• _Set problem_
Present the following entries again, word for word and in full.

****************************************

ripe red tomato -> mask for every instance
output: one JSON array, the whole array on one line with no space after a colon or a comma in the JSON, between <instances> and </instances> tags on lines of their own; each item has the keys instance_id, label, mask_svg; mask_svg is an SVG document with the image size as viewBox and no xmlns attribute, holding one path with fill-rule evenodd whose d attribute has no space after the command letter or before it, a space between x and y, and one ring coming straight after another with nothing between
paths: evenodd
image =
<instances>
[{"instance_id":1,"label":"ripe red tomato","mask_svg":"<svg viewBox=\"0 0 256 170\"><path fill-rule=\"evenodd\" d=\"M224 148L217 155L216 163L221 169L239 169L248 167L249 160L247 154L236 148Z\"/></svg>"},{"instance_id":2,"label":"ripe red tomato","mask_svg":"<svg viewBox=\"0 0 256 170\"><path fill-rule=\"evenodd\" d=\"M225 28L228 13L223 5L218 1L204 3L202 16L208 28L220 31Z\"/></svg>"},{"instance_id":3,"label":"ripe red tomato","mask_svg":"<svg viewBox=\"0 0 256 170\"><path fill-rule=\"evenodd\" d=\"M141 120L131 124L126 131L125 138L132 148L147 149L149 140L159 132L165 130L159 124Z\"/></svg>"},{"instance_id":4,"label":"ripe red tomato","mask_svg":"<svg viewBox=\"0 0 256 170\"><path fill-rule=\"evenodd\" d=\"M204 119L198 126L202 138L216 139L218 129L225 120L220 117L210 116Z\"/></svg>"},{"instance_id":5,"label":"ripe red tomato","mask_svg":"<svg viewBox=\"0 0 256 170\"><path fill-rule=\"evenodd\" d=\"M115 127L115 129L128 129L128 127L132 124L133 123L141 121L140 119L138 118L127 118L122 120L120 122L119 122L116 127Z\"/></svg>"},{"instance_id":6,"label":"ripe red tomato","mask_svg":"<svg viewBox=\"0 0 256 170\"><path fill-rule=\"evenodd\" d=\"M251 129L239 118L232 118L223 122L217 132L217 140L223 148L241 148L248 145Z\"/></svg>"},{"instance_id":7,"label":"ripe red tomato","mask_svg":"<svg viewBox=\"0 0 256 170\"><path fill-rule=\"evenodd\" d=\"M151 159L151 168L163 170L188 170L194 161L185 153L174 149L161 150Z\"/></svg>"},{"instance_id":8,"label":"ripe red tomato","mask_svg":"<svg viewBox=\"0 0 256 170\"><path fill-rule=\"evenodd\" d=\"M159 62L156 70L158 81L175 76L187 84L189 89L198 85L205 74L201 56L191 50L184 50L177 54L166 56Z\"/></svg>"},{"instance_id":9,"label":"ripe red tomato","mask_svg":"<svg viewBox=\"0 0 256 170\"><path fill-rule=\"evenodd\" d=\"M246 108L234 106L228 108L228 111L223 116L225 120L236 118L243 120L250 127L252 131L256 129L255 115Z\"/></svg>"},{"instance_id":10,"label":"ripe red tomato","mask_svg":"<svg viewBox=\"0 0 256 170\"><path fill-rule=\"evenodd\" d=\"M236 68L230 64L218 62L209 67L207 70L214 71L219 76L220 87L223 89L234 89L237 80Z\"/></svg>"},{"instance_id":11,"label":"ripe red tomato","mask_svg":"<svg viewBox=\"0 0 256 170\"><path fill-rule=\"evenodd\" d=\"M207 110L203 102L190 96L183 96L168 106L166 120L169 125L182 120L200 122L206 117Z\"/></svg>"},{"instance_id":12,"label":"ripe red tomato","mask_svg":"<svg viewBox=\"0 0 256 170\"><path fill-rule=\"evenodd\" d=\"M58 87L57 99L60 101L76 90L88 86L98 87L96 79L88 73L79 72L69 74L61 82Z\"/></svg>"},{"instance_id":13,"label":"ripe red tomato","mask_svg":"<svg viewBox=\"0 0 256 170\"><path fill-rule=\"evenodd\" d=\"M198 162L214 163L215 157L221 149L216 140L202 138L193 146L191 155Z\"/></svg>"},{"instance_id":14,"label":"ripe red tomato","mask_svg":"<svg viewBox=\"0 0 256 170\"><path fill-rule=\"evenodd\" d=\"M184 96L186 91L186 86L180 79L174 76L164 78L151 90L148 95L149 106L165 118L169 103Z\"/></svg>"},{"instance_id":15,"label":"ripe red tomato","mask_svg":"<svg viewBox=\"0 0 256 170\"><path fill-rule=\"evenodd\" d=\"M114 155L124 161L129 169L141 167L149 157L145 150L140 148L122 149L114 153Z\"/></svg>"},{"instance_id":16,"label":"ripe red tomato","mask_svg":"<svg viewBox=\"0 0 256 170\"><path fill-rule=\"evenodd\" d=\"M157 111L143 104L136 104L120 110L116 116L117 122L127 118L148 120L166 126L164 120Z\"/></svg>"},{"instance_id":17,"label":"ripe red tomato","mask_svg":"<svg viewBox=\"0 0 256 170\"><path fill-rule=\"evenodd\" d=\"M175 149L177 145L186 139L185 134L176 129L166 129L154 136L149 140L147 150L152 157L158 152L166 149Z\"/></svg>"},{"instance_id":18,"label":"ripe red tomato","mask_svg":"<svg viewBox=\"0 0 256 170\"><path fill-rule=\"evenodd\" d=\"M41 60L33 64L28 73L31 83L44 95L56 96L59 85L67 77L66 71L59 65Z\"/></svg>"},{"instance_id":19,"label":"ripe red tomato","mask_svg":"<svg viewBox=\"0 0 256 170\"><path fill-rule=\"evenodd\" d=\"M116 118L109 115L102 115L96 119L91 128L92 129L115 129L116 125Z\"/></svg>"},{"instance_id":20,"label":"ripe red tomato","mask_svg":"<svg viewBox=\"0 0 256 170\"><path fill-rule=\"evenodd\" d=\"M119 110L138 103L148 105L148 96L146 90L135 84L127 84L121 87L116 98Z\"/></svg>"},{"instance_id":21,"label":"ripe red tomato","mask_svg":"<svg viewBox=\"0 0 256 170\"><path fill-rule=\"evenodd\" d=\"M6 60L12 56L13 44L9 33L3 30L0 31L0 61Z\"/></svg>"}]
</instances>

****************************************

• _Reply_
ripe red tomato -> mask for every instance
output: one JSON array, the whole array on one line with no space after a colon or a comma in the JSON, between <instances> and </instances> tags on lines of their own; each item has the keys instance_id, label, mask_svg; mask_svg is an SVG document with the image size as viewBox and no xmlns attribute, holding one path with fill-rule evenodd whose d attribute has no space after the command letter or before it, a space between x and y, and one ring coming straight after another with nothing between
paths: evenodd
image =
<instances>
[{"instance_id":1,"label":"ripe red tomato","mask_svg":"<svg viewBox=\"0 0 256 170\"><path fill-rule=\"evenodd\" d=\"M224 148L217 155L216 163L221 169L239 169L248 167L249 160L247 154L236 148Z\"/></svg>"},{"instance_id":2,"label":"ripe red tomato","mask_svg":"<svg viewBox=\"0 0 256 170\"><path fill-rule=\"evenodd\" d=\"M225 28L228 13L223 5L218 1L204 3L202 16L208 28L220 31Z\"/></svg>"},{"instance_id":3,"label":"ripe red tomato","mask_svg":"<svg viewBox=\"0 0 256 170\"><path fill-rule=\"evenodd\" d=\"M141 120L131 124L126 131L125 138L132 148L147 149L149 140L159 132L165 130L159 124Z\"/></svg>"},{"instance_id":4,"label":"ripe red tomato","mask_svg":"<svg viewBox=\"0 0 256 170\"><path fill-rule=\"evenodd\" d=\"M204 119L198 126L202 138L216 139L218 129L225 120L220 117L210 116Z\"/></svg>"},{"instance_id":5,"label":"ripe red tomato","mask_svg":"<svg viewBox=\"0 0 256 170\"><path fill-rule=\"evenodd\" d=\"M115 127L115 129L128 129L128 127L132 124L133 123L141 121L140 119L138 118L127 118L122 120L120 122L119 122L116 127Z\"/></svg>"},{"instance_id":6,"label":"ripe red tomato","mask_svg":"<svg viewBox=\"0 0 256 170\"><path fill-rule=\"evenodd\" d=\"M251 129L239 118L232 118L223 122L217 132L217 140L223 148L241 148L248 145Z\"/></svg>"},{"instance_id":7,"label":"ripe red tomato","mask_svg":"<svg viewBox=\"0 0 256 170\"><path fill-rule=\"evenodd\" d=\"M151 159L151 168L163 170L188 170L194 161L185 153L174 149L161 150Z\"/></svg>"},{"instance_id":8,"label":"ripe red tomato","mask_svg":"<svg viewBox=\"0 0 256 170\"><path fill-rule=\"evenodd\" d=\"M159 62L156 70L158 81L175 76L187 84L189 89L198 85L205 74L201 56L191 50L184 50L177 54L166 56Z\"/></svg>"},{"instance_id":9,"label":"ripe red tomato","mask_svg":"<svg viewBox=\"0 0 256 170\"><path fill-rule=\"evenodd\" d=\"M246 108L234 106L228 108L228 111L223 116L225 120L236 118L243 120L250 127L252 131L256 129L255 115Z\"/></svg>"},{"instance_id":10,"label":"ripe red tomato","mask_svg":"<svg viewBox=\"0 0 256 170\"><path fill-rule=\"evenodd\" d=\"M236 68L230 64L218 62L209 67L207 70L214 71L219 76L220 87L223 89L234 89L237 80Z\"/></svg>"},{"instance_id":11,"label":"ripe red tomato","mask_svg":"<svg viewBox=\"0 0 256 170\"><path fill-rule=\"evenodd\" d=\"M207 110L203 102L190 96L183 96L168 106L166 120L169 125L182 120L200 122L206 117Z\"/></svg>"},{"instance_id":12,"label":"ripe red tomato","mask_svg":"<svg viewBox=\"0 0 256 170\"><path fill-rule=\"evenodd\" d=\"M58 87L57 99L60 101L76 90L88 86L98 87L96 79L88 73L79 72L69 74L61 82Z\"/></svg>"},{"instance_id":13,"label":"ripe red tomato","mask_svg":"<svg viewBox=\"0 0 256 170\"><path fill-rule=\"evenodd\" d=\"M198 162L214 163L215 157L221 149L216 140L202 138L193 146L191 155Z\"/></svg>"},{"instance_id":14,"label":"ripe red tomato","mask_svg":"<svg viewBox=\"0 0 256 170\"><path fill-rule=\"evenodd\" d=\"M184 96L186 91L186 86L180 79L174 76L164 78L151 90L148 95L149 106L165 118L169 103Z\"/></svg>"},{"instance_id":15,"label":"ripe red tomato","mask_svg":"<svg viewBox=\"0 0 256 170\"><path fill-rule=\"evenodd\" d=\"M114 155L124 161L129 169L141 167L149 157L145 150L140 148L122 149L114 153Z\"/></svg>"},{"instance_id":16,"label":"ripe red tomato","mask_svg":"<svg viewBox=\"0 0 256 170\"><path fill-rule=\"evenodd\" d=\"M157 111L143 104L136 104L120 110L116 116L117 122L127 118L148 120L166 126L164 120Z\"/></svg>"},{"instance_id":17,"label":"ripe red tomato","mask_svg":"<svg viewBox=\"0 0 256 170\"><path fill-rule=\"evenodd\" d=\"M175 149L177 145L186 139L185 134L176 129L166 129L154 136L149 140L147 150L152 157L158 152L166 149Z\"/></svg>"},{"instance_id":18,"label":"ripe red tomato","mask_svg":"<svg viewBox=\"0 0 256 170\"><path fill-rule=\"evenodd\" d=\"M41 60L33 64L28 73L31 83L44 95L56 96L59 85L67 77L66 71L59 65Z\"/></svg>"},{"instance_id":19,"label":"ripe red tomato","mask_svg":"<svg viewBox=\"0 0 256 170\"><path fill-rule=\"evenodd\" d=\"M116 118L109 115L102 115L96 119L91 128L92 129L115 129L116 125Z\"/></svg>"},{"instance_id":20,"label":"ripe red tomato","mask_svg":"<svg viewBox=\"0 0 256 170\"><path fill-rule=\"evenodd\" d=\"M119 110L138 103L148 105L148 96L146 90L135 84L127 84L121 87L116 98Z\"/></svg>"},{"instance_id":21,"label":"ripe red tomato","mask_svg":"<svg viewBox=\"0 0 256 170\"><path fill-rule=\"evenodd\" d=\"M6 60L12 56L13 44L9 33L3 30L0 31L0 61Z\"/></svg>"}]
</instances>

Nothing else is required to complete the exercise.